— What to produce —
Without the images, print all the entries below exactly as given.

--- Data shown ---

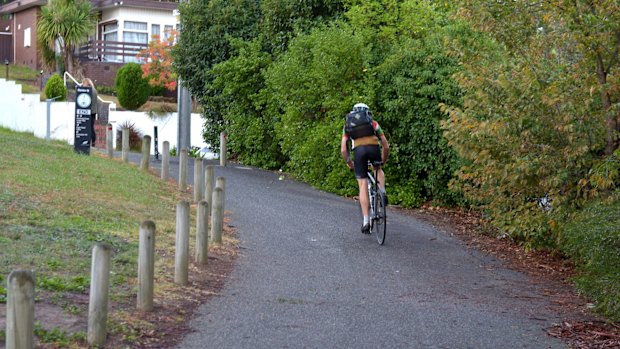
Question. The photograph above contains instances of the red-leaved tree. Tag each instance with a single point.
(157, 62)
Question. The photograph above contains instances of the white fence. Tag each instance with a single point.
(26, 113)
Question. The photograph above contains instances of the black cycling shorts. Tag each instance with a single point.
(361, 156)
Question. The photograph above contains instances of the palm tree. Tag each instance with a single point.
(65, 24)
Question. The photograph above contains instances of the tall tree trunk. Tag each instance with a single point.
(611, 121)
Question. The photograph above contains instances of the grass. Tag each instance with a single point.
(56, 204)
(592, 240)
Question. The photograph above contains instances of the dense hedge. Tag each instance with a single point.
(55, 87)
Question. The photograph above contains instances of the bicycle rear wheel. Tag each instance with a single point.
(379, 218)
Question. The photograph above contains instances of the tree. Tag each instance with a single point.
(157, 62)
(66, 23)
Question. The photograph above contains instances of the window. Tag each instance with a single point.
(155, 30)
(167, 30)
(110, 33)
(27, 37)
(134, 33)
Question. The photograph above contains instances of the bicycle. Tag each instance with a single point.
(377, 212)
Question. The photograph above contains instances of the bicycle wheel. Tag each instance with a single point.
(379, 218)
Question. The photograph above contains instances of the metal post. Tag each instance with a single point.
(146, 265)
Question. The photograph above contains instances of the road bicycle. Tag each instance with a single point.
(377, 212)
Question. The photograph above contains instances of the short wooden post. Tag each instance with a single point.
(99, 287)
(20, 310)
(183, 155)
(222, 148)
(217, 215)
(165, 161)
(205, 163)
(202, 231)
(146, 153)
(146, 265)
(209, 185)
(182, 244)
(109, 141)
(125, 140)
(198, 180)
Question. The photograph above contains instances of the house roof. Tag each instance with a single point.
(16, 6)
(20, 5)
(149, 4)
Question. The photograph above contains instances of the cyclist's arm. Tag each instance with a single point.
(344, 151)
(385, 148)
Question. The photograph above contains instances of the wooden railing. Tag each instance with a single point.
(110, 51)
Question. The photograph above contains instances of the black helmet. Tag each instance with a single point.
(360, 107)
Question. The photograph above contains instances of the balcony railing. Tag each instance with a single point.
(110, 51)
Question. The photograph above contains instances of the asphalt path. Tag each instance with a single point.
(307, 278)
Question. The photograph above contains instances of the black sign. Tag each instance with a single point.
(83, 120)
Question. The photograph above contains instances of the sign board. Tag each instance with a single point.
(83, 120)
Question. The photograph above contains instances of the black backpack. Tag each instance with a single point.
(359, 124)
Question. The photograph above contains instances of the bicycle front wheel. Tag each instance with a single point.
(379, 218)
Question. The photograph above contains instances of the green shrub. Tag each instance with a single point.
(592, 239)
(55, 87)
(132, 90)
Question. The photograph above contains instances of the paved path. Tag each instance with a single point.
(307, 278)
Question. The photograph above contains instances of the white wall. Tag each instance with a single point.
(25, 113)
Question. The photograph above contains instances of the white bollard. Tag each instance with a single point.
(146, 265)
(99, 288)
(202, 232)
(182, 244)
(165, 162)
(217, 216)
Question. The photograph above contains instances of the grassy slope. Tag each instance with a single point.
(55, 205)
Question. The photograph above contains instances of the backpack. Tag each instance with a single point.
(359, 124)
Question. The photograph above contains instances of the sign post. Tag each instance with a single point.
(83, 120)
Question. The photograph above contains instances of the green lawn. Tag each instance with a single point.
(55, 205)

---

— Task answer —
Question. The photograph above contains instances of the red-leaved tree. Tag each instance with a single point.
(157, 62)
Question. The photograph above contains instances of the white fence. Tag each instance with a single point.
(26, 113)
Question. The photograph above contains instances of the black cycling shorts. Tag each instance with a single point.
(361, 156)
Question. The photograph above contains instances of the palm tree. Tag each instance with a single point.
(65, 24)
Question. The photograph above contains instances of the tall tree trunk. Tag each instance with a single point.
(611, 121)
Question. The photograph above contains instances of the grass. Tag each instance with a single point.
(56, 204)
(592, 240)
Question. The photograph above contains instances of the dense hedge. Tag each instance with a single point.
(55, 87)
Question. The photograph above contains instances of the bicycle rear wheel. Tag each instance with a single point.
(379, 218)
Question. The photograph above contains instances of the tree. Tag each instance with a single point.
(157, 62)
(66, 23)
Question. The photograph above contains instances of the window. Tag each instance with a single point.
(155, 30)
(167, 30)
(110, 33)
(27, 37)
(134, 33)
Question. The photograph above contains instances of the bicycle. Tag each instance with a single point.
(377, 212)
Question. The photograph above contains instances of the bicycle wheel. Tag each instance with a single point.
(379, 218)
Question. The photograph above contains instances of the metal post. Tag each instance with a single point.
(146, 265)
Question. The photograph above contains instances of the road bicycle. Tag each instance with a single point.
(377, 212)
Question. The photograph above contains instances of the short wooden post. Tag each instance with a single point.
(99, 287)
(20, 310)
(183, 155)
(222, 148)
(217, 215)
(165, 161)
(205, 163)
(202, 231)
(146, 153)
(146, 265)
(209, 185)
(182, 244)
(109, 141)
(125, 140)
(198, 180)
Question. The photograph above contains instances of the house roof. Tag each instance with a single point.
(16, 6)
(20, 5)
(149, 4)
Question. The photograph above contains instances of the cyclist's arm. Tag each instance with a single point.
(344, 151)
(385, 148)
Question. The photograph above contains instances of the wooden railing. Tag each instance with a single point.
(110, 51)
Question. The photograph above contains instances of the black helmet. Tag each instance with a single point.
(360, 107)
Question. The photograph above contains instances of the balcony railing. Tag each instance with a single point.
(110, 51)
Question. The photograph above contains instances of the asphalt path. Tag each instance with a single point.
(307, 278)
Question. The photograph above contains instances of the black sign. Tag each instance with a single point.
(83, 120)
Question. The photograph above contains instances of the sign board. Tag each instance with a single point.
(83, 120)
Question. The photograph above contains instances of the black backpack. Tag each instance with a single point.
(359, 124)
Question. The photograph above contains instances of the bicycle front wheel. Tag each instance with a single point.
(379, 218)
Question. The photograph above contains instances of the green shrub. Tag each instance with a single point.
(592, 239)
(55, 87)
(132, 90)
Question. The photograph above contains instances of the paved path. Tag each instance with a single point.
(307, 278)
Question. The photograph above contains instances of the white wall. Tag each instance with a single point.
(25, 113)
Question. The photograph above contains instances of the white bollard. Tag each instance with a single point.
(146, 265)
(99, 288)
(202, 232)
(182, 244)
(165, 162)
(217, 216)
Question. The photograph above contains instances of the grassy slope. Tag each instance with a single point.
(55, 205)
Question. The photograph above contains instances of the backpack. Tag each instance with a single point.
(359, 124)
Question. The photograph above contains instances of the sign post. Tag each instance with a single point.
(83, 120)
Question. The photograph above contains instances of the green lawn. Tag each instance with a single point.
(55, 205)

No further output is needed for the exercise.